Exercise prompt:
Please repeat only these lines, exactly: the one containing "When the pointer" and all that come after it in the material.

-- Opening Marker --

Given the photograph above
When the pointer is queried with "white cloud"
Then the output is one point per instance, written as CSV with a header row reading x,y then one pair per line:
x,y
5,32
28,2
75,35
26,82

-- Closing Marker --

Solution to the problem:
When the pointer is queried with "white cloud"
Then the output is one point per instance, written as CSV with a header row reading x,y then one pair per line:
x,y
5,32
28,2
75,35
26,82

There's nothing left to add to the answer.